▶
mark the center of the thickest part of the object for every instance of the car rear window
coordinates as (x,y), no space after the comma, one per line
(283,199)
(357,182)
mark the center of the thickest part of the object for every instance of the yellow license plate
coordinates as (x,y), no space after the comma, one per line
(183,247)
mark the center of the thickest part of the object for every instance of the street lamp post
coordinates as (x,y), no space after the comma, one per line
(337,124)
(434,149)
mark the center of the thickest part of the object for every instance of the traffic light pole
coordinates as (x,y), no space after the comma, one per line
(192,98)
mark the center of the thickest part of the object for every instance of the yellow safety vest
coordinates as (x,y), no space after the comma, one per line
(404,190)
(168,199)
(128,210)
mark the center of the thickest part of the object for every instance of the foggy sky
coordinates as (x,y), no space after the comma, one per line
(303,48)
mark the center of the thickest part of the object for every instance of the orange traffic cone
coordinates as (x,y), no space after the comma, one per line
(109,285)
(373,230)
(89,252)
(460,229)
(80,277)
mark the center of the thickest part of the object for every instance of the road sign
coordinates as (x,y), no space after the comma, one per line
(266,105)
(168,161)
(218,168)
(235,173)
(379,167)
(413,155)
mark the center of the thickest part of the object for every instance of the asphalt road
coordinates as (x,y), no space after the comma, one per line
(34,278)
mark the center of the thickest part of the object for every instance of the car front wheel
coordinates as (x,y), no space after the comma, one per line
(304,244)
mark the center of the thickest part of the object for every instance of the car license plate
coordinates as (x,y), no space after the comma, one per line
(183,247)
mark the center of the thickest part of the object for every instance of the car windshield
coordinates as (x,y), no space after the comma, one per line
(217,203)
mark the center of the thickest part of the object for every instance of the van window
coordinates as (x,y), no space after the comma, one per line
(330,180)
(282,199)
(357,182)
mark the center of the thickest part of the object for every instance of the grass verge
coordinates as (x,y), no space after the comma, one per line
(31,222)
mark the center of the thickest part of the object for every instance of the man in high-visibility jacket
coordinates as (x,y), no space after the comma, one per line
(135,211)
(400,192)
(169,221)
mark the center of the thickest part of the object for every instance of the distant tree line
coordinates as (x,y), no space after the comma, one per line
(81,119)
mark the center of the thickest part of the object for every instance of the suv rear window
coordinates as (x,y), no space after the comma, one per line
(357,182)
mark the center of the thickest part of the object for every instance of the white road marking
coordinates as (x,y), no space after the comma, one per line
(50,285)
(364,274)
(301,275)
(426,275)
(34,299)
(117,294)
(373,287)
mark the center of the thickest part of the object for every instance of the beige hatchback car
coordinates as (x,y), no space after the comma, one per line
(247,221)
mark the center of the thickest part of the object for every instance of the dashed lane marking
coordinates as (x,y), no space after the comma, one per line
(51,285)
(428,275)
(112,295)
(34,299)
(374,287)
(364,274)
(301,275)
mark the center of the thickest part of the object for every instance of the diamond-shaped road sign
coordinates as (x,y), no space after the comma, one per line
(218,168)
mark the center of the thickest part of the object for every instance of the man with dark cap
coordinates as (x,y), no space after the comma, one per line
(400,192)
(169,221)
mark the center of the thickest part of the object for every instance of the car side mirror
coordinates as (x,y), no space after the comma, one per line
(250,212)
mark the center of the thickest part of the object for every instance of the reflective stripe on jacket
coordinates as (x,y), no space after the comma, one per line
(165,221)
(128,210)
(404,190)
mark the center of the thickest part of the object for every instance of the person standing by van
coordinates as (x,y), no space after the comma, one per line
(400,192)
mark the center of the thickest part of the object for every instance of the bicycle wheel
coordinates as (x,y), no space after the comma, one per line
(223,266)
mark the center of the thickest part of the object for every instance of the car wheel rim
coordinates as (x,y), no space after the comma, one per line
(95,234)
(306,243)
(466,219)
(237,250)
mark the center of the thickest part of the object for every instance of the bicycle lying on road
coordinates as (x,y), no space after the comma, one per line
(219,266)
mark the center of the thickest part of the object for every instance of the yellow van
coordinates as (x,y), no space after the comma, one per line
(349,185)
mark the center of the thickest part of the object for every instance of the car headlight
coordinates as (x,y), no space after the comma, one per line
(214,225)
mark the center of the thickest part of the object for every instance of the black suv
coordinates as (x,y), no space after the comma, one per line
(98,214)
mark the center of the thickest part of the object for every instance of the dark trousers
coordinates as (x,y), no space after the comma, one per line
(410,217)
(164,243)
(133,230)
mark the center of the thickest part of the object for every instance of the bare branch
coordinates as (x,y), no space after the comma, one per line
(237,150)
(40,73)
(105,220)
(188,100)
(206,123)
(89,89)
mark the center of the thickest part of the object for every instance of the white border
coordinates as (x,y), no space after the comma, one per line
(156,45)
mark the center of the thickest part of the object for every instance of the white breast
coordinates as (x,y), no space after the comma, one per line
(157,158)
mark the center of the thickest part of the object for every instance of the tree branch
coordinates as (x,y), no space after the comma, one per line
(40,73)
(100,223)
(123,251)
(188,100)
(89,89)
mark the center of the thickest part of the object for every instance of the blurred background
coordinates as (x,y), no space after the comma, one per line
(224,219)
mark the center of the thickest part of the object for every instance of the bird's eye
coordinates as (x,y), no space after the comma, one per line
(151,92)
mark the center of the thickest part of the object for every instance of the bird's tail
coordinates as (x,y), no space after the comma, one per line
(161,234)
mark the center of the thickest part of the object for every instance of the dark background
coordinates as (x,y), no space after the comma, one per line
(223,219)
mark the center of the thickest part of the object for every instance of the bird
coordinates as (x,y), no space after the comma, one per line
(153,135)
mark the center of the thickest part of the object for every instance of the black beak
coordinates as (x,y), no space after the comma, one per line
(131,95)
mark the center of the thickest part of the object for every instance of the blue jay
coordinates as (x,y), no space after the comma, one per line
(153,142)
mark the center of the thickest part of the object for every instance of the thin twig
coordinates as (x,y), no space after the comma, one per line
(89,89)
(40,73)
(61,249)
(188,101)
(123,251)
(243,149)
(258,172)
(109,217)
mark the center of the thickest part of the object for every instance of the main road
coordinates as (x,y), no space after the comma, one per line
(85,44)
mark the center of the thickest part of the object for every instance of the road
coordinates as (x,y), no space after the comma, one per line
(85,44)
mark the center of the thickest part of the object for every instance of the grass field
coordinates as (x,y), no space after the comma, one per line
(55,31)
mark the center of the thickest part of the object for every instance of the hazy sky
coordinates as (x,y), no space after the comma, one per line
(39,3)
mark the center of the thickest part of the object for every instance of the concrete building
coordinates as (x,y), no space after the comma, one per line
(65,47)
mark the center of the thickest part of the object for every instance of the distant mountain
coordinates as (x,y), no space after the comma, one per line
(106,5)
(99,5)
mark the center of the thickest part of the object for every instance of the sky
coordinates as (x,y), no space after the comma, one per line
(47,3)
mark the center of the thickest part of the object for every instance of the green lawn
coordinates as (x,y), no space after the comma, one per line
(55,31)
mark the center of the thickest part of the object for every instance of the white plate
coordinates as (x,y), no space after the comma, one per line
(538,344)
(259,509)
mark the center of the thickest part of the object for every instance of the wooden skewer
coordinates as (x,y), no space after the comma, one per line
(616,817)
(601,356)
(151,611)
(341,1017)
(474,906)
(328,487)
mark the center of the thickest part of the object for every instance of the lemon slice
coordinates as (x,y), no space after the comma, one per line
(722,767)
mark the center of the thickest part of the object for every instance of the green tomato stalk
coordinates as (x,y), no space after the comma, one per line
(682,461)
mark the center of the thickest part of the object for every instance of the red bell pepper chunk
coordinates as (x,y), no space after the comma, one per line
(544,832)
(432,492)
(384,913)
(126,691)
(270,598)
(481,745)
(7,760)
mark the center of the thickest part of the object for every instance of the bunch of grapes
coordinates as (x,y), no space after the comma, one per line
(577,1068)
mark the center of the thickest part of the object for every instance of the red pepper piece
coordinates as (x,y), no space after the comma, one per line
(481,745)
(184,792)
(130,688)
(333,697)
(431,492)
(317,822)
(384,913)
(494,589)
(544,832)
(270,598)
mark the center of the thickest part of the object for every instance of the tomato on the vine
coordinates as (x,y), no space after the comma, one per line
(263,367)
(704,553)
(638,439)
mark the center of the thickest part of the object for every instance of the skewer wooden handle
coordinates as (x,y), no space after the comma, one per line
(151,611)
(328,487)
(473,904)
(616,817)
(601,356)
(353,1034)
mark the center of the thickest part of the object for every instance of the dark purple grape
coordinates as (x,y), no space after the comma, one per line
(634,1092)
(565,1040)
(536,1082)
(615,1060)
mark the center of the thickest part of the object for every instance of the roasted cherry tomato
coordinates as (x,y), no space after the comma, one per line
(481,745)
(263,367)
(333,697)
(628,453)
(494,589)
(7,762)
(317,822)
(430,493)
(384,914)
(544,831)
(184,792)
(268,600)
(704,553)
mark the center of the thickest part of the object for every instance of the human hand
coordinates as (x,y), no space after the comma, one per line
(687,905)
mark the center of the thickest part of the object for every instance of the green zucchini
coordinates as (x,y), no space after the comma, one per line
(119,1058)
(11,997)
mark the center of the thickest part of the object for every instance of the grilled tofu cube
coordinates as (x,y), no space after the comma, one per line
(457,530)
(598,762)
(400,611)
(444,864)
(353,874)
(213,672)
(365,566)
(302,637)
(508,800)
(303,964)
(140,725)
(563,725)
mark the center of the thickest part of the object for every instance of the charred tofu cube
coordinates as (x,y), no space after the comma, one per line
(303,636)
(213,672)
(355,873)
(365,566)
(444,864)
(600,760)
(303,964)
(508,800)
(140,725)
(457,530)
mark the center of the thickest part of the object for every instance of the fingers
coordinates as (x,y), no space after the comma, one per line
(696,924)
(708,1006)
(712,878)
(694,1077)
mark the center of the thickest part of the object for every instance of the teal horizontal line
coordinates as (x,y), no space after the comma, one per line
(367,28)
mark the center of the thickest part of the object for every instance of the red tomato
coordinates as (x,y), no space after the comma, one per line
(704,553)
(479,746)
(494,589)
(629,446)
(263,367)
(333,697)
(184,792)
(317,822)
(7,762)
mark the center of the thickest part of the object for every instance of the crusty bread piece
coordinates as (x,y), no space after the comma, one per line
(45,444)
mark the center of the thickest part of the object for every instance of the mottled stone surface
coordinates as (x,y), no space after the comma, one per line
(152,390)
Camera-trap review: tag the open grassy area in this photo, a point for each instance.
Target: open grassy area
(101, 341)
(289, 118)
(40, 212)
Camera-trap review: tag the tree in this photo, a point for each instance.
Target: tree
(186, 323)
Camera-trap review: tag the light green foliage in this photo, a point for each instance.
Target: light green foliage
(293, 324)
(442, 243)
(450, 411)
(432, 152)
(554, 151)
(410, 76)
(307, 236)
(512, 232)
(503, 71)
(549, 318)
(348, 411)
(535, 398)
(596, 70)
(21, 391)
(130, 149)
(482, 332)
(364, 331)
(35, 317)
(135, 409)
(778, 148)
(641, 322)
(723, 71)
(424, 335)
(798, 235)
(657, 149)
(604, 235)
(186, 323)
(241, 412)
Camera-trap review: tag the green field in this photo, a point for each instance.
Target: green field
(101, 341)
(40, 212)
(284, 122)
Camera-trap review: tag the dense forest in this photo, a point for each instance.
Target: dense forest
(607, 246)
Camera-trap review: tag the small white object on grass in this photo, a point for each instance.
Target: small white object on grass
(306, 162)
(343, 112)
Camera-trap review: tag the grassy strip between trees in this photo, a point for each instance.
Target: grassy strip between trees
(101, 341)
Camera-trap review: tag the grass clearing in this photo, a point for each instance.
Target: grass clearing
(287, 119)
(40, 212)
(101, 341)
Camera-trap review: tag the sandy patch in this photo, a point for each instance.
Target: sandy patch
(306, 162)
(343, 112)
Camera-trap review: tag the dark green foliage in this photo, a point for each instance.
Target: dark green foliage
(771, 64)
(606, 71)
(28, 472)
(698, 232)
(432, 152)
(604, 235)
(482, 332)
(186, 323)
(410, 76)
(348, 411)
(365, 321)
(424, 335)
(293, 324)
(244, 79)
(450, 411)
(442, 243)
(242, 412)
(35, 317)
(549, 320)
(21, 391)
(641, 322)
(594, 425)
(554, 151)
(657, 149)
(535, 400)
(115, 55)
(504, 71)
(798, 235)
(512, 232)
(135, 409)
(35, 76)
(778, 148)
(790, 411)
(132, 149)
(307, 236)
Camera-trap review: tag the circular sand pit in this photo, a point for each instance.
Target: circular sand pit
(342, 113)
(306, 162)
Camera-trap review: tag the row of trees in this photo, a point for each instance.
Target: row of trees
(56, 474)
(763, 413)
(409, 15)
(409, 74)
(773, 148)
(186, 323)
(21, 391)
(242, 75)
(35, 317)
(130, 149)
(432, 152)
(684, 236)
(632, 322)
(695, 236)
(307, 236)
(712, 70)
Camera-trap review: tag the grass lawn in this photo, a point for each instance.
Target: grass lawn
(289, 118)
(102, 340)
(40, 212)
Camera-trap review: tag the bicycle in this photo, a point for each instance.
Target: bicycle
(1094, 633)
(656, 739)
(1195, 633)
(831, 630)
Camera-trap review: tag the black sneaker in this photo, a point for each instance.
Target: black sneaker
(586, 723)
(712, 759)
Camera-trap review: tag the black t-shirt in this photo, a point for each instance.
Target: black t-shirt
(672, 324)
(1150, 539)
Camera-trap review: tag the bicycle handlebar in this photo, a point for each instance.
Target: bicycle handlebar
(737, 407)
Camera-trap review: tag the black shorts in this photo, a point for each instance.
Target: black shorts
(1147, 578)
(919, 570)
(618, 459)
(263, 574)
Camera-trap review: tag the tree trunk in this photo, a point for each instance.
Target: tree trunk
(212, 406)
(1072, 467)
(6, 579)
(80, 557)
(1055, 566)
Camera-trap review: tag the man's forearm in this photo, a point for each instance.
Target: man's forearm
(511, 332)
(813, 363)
◀
**What is expected**
Copy exactly the lines of the listing above, beginning at the line with "Camera-trap review: tag the row" and ending at its final line; write out nothing else.

**Output for this task**
Camera-trap review: tag the row of trees in this photo, a point for each instance.
Target: row of trees
(56, 474)
(763, 413)
(409, 15)
(409, 74)
(773, 148)
(186, 323)
(21, 391)
(242, 75)
(35, 317)
(130, 149)
(432, 152)
(684, 236)
(632, 322)
(695, 236)
(307, 236)
(712, 70)
Camera-trap review: tag the grass lawn in this photo, a point for each instance.
Target: grass lawn
(289, 118)
(102, 340)
(40, 212)
Camera-trap review: tag the bicycle in this photo, a point for each instance.
Target: bicycle
(1094, 633)
(656, 739)
(1195, 633)
(831, 630)
Camera-trap review: tag the black sneaker in this photo, a point for each instance.
Target: black sneaker
(586, 723)
(712, 759)
Camera-trap review: tag the black t-shirt in this photo, a point for each instance.
Target: black t-shirt
(672, 324)
(1150, 539)
Camera-trap review: tag the bicycle handlebar in this photo, a point for each instance.
Target: bicycle handlebar
(737, 407)
Camera-trap review: tag the black shorts in this photo, a point for each instance.
Target: black shorts
(1147, 578)
(919, 570)
(618, 459)
(263, 574)
Camera-trap review: tag the tree trunk in this photo, a point for each instance.
Target: tree trunk
(212, 406)
(1072, 467)
(6, 579)
(80, 557)
(1055, 566)
Camera-trap review: tag the man's forearm in this photo, a point for each instance.
Target: man's forearm
(511, 332)
(813, 363)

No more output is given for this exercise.